*Exercise set*
• A. In the post about fleas, why do fleas rarely survive in southern Nevada?
• B. Continue the post about fleas from its last sentence.

======== Exercise text ========

Wednesday, March 27, 2013

It's time to talk ugly - about fleas.  It's starting to warm up, pets are spending time outside, and the fleas are gearing up to party.

In southern Nevada, we rarely see fleas.  That doesn't mean they aren't there.  But with humidity around 5% most of the time, these little buggers simply dry up and die in the environment. But many of you are not so lucky, and to you, I have empathy.  When I was growing up, we tried flea collars, but for the most part, the nasty bugs lived in our carpets and yard, which was watered a lot. Seemed impossible to get rid of them.  I remember watching them jump onto my bare legs, then I'd run into the bathroom to wash them off in the tub.

Nasty, yes.  What's worse, they carry some pretty disgusting stuff.  My two favorite are tapeworms and bubonic plague.

======== Provided records ========

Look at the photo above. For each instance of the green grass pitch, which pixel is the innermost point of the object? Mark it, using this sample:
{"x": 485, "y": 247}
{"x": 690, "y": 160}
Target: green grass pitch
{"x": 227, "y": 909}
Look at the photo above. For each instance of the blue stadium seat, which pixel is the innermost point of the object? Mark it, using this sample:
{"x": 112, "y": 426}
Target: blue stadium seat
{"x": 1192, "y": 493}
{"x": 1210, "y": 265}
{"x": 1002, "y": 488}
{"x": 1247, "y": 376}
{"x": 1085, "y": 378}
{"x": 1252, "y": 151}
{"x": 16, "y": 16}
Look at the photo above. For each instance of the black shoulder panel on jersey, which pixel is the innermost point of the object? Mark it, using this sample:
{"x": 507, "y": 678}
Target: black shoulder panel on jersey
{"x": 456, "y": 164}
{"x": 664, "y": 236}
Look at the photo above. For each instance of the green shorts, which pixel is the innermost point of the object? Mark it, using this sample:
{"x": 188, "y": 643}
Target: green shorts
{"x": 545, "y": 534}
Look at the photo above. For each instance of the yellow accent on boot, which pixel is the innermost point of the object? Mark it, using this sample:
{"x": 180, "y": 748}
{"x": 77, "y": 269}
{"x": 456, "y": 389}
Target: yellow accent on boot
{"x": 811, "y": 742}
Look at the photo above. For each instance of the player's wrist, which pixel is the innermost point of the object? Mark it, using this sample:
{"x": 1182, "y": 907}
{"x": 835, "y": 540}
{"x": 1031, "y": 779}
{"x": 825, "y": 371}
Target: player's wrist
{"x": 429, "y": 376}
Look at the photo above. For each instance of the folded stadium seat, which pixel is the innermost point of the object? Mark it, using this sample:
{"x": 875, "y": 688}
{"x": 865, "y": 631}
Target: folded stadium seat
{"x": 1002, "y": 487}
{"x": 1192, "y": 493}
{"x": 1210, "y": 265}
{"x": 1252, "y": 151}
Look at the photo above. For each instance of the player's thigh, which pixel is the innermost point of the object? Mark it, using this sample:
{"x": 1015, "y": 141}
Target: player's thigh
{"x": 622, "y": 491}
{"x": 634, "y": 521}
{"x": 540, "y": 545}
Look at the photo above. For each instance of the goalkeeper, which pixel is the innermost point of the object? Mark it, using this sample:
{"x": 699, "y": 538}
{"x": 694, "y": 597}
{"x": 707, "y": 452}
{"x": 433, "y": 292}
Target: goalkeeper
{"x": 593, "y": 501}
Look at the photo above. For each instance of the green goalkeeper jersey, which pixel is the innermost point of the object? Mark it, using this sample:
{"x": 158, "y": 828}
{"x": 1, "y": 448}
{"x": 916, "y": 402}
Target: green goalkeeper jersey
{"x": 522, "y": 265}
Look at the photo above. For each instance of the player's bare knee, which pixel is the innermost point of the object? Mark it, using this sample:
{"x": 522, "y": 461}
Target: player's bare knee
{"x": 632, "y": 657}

========

*Task answers*
• A. With humidity around 5% most of the time, they dry up and die in the environment.

• B.
Tapeworms: white flatworms that live in the intestine, hooked on by mouth suckers that steal nutrients from the digesta. The worm regularly sheds little segments of its ever growing "tail" that contain eggs - eggs of tapeworms. If you've seen the little maggot like monsters creeping around on your pet's behind, you know what I'm talking about. Those are sections that have broken away, hoping they will fall off your pet and get to live in a nice moist carpet or grass where they will meet up with an errant flea. 

The flea, often flea larvae, we will say, will eat what it can find until it morphs into the nasty jumping insect we all hate and it becomes a vampire. The egg manages to find its way into the flea, where it develops into a mini time bomb.  What has this got to do with anything?  It is the flea that your pet ingests when she is biting the spot where the flea is siphoning blood.  You've seen dogs and cat do this, I know.  A flea gets stuck between the teeth, swallowed, and yippee, the tapeworm is now inside the host (your pet).

Sounds incredible, but that's the way it is. To kill tapeworms you must kill fleas, primarily by disrupting their life cycle. You can give your pet a de-wormer of Droncit, but if you don't get rid of the fleas, you can bet your last dollar (in Las Vegas, please) that tapeworms will return.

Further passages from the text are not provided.